• What you will do: All the entries need to be duplicated exactly, with the pictures omitted.

• Data under study:
§
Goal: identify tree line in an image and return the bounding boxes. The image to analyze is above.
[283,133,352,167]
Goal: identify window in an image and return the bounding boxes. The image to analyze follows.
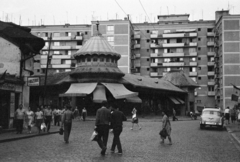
[189,48,196,53]
[190,67,196,72]
[68,51,71,56]
[66,32,71,36]
[198,38,201,41]
[45,33,48,37]
[54,42,60,46]
[54,51,60,54]
[77,40,82,45]
[198,67,201,70]
[85,31,88,35]
[93,57,98,62]
[198,47,201,51]
[198,77,201,80]
[107,26,114,31]
[87,57,91,62]
[147,39,150,43]
[147,49,149,52]
[208,47,214,52]
[147,68,149,71]
[107,36,114,42]
[190,57,196,62]
[53,32,60,37]
[100,57,104,62]
[106,58,110,62]
[77,32,81,36]
[155,49,158,53]
[111,58,114,63]
[147,30,150,33]
[177,38,182,43]
[208,86,214,91]
[198,57,201,60]
[176,48,183,53]
[198,28,201,31]
[147,58,149,61]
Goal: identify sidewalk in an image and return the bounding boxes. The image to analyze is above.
[225,122,240,144]
[0,124,60,143]
[0,115,192,143]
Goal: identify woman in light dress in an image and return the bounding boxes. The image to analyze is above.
[160,111,172,145]
[26,107,34,133]
[131,107,141,130]
[35,107,44,134]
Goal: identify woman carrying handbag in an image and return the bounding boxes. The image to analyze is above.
[160,111,172,145]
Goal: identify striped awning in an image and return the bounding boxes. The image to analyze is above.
[169,97,180,104]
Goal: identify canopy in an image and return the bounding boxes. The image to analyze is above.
[93,85,107,103]
[176,97,185,104]
[59,83,97,97]
[125,96,142,103]
[169,96,180,104]
[102,83,138,99]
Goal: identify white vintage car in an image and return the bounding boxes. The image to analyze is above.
[200,108,224,129]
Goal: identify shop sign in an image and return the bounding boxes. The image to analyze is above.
[0,83,15,91]
[27,77,40,86]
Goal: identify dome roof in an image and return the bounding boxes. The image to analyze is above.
[73,35,121,59]
[161,70,199,88]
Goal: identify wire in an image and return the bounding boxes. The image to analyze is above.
[114,0,128,16]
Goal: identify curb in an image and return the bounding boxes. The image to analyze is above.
[226,127,240,144]
[0,131,59,143]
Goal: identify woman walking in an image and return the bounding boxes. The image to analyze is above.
[26,107,34,133]
[131,107,141,130]
[35,107,44,134]
[160,111,172,145]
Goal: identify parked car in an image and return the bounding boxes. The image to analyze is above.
[200,108,224,130]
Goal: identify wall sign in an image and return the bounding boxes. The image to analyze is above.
[27,77,40,86]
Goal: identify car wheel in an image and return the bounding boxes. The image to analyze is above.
[200,124,204,129]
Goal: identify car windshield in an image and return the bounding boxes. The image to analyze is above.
[202,110,220,116]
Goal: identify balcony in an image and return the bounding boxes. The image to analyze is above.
[134,44,141,49]
[208,91,215,96]
[189,52,197,56]
[150,63,158,67]
[150,72,158,77]
[75,36,83,40]
[207,32,214,37]
[189,72,197,76]
[208,71,215,76]
[207,52,215,56]
[163,43,185,48]
[150,43,161,48]
[207,62,214,66]
[52,36,71,41]
[135,54,141,58]
[52,55,71,59]
[162,33,184,38]
[134,34,141,39]
[162,53,184,57]
[162,62,184,66]
[189,42,197,46]
[189,62,197,66]
[208,81,215,86]
[150,34,158,38]
[207,42,214,46]
[41,37,48,40]
[75,45,83,49]
[150,53,160,57]
[52,46,71,50]
[52,64,71,68]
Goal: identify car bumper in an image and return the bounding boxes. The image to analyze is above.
[200,121,223,126]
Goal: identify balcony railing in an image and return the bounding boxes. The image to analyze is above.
[52,64,71,68]
[52,46,71,50]
[75,36,83,40]
[207,52,215,56]
[207,32,214,37]
[189,52,197,56]
[150,34,158,38]
[150,53,160,57]
[52,36,72,41]
[189,72,197,76]
[134,44,141,49]
[150,63,158,67]
[162,62,184,66]
[207,42,214,46]
[135,54,141,58]
[207,62,215,66]
[134,35,141,39]
[189,62,197,66]
[150,72,158,77]
[208,81,215,85]
[162,53,184,57]
[208,71,215,76]
[208,91,215,96]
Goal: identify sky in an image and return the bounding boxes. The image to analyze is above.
[0,0,239,26]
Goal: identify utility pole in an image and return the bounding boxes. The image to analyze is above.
[43,33,52,104]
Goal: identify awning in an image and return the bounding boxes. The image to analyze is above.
[102,83,138,99]
[176,97,185,104]
[126,96,142,103]
[169,96,180,104]
[59,83,97,97]
[93,85,107,103]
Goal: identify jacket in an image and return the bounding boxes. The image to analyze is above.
[111,110,127,128]
[95,107,111,126]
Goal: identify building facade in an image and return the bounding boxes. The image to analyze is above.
[27,10,240,111]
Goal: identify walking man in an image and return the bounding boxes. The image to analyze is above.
[61,105,74,143]
[172,108,178,121]
[95,101,111,155]
[82,107,87,121]
[44,105,53,133]
[15,104,25,134]
[110,106,127,154]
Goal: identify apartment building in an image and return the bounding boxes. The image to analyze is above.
[27,10,240,110]
[29,24,92,75]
§
• Answer box:
Goal: identify tree line in an image and return the bounding boxes. The image to analyze is above.
[283,133,352,167]
Goal: identify window in an image and return the bounding boxes. The image to analyze follows.
[189,48,196,53]
[190,67,196,72]
[68,51,71,56]
[66,32,71,36]
[198,38,201,41]
[45,33,48,37]
[54,42,60,46]
[54,51,60,54]
[77,40,82,45]
[198,67,201,70]
[85,31,88,35]
[93,57,98,62]
[198,47,201,51]
[198,77,201,80]
[107,26,114,31]
[87,57,91,62]
[147,39,150,43]
[147,49,149,52]
[208,47,214,52]
[147,68,149,71]
[107,36,114,42]
[190,57,196,62]
[53,32,60,37]
[100,57,104,62]
[106,58,110,62]
[77,32,81,36]
[155,49,158,53]
[111,58,114,63]
[147,30,150,33]
[177,38,182,43]
[208,86,214,91]
[198,57,201,60]
[176,48,183,53]
[198,28,201,31]
[147,58,149,61]
Goal: identify sidewalk in an image and return the bounding boxes. The image to analyze is above.
[225,122,240,144]
[0,124,60,143]
[0,115,192,143]
Goal: identify woman in light dress in an image and return the bounding boxes. The image to analyze is above.
[160,111,172,145]
[26,107,34,133]
[131,107,141,130]
[35,107,44,134]
Goal: identify woman carrying handbag in an image and return the bounding boxes. The image to analyze is above.
[160,111,172,145]
Goal: identify striped awning in an image and return the bounding boxes. The image to analyze is above.
[169,97,180,104]
Goal: identify canopy in an image and return the bounding boxes. The image to analyze is above.
[93,85,107,103]
[176,97,185,104]
[59,83,97,97]
[125,96,142,103]
[169,96,180,104]
[102,83,138,99]
Goal: identify white vintage car in an image and return the bounding boxes. The image to analyze is above.
[200,108,224,129]
Goal: identify shop sign in an image and return the bounding boxes. The image to analyze is above.
[0,83,15,91]
[27,77,40,86]
Goal: identify dome roof in an image and return the bounding boxes. The image to analyze is above.
[73,35,121,59]
[161,70,199,88]
Goal: identify wire in an image and return the bounding boxes. The image to analyze is above.
[114,0,128,16]
Goal: identify curb in an image and return the bounding boxes. The image to analyze is above.
[226,127,240,144]
[0,131,59,143]
Goal: identify woman walking in an image and return the bounding boxes. The image to analyze is above.
[26,107,34,133]
[131,107,141,130]
[35,107,44,134]
[160,111,172,145]
Goal: identify parked car in an image and return the bounding boxes. The image to analyze is above.
[200,108,224,130]
Goal: identify wall sign in an image and return the bounding boxes. The image to analyze is above.
[27,77,40,86]
Goal: identify car wheel in an image and return the bounding boxes. The image to analyze is above.
[200,124,204,129]
Goal: identify car windshield in an image and return the bounding boxes. The image to analyze is above.
[202,110,220,116]
Goal: identify balcony in an image and return the bounding boxes. The image to analyze is above.
[134,44,141,49]
[208,91,215,96]
[189,52,197,56]
[150,63,158,67]
[150,72,158,77]
[75,36,83,40]
[207,32,214,37]
[189,72,197,76]
[208,71,215,76]
[207,52,215,56]
[163,43,185,48]
[150,43,161,48]
[207,62,214,66]
[52,36,71,41]
[135,54,141,58]
[52,55,71,59]
[162,33,184,38]
[134,34,141,39]
[162,53,184,57]
[162,62,184,66]
[189,42,197,46]
[189,62,197,66]
[208,81,215,86]
[150,34,158,38]
[207,42,214,46]
[41,37,48,40]
[75,45,83,49]
[150,53,160,57]
[52,46,71,50]
[52,64,71,68]
Goal: identify car bumper in an image and return the bounding boxes. The image to analyze is above.
[200,121,223,126]
Goal: identify balcony railing in an image and return the bounding boxes. The image to analyze is above.
[52,64,71,68]
[52,46,71,50]
[75,36,83,40]
[207,52,215,56]
[207,32,214,37]
[189,52,197,56]
[150,34,158,38]
[150,53,160,57]
[52,36,72,41]
[189,72,197,76]
[134,44,141,49]
[150,63,158,67]
[162,62,184,66]
[207,42,214,46]
[135,54,141,58]
[207,62,215,66]
[134,35,141,39]
[189,62,197,66]
[150,72,158,77]
[208,81,215,85]
[162,53,184,57]
[208,71,215,76]
[208,91,215,96]
Goal: identify sky in an image and return the bounding boxes. The image to analyze is above.
[0,0,239,26]
Goal: identify utility pole in an image and return the bounding boxes. The image to analyze is above.
[43,33,52,104]
Goal: identify awning in an image and return the bounding boxes. The image to analyze is above.
[102,83,138,99]
[176,97,185,104]
[126,96,142,103]
[169,96,180,104]
[59,83,97,97]
[93,85,107,103]
Goal: identify jacket in an image and return the bounding boxes. The image to analyze is above.
[111,110,127,128]
[95,107,111,126]
Goal: identify building facade in an image and return the bounding boxes. The image to analyze is above.
[27,10,240,111]
Goal: identify walking man in an image and return the bounding boxes. The image to analyze is above.
[61,105,74,143]
[172,108,178,121]
[95,101,111,155]
[82,107,87,121]
[44,105,53,133]
[15,104,25,134]
[110,106,127,154]
Goal: identify apartment building in an image and return the bounding boxes. The image to analyze is above.
[27,10,240,110]
[29,24,92,75]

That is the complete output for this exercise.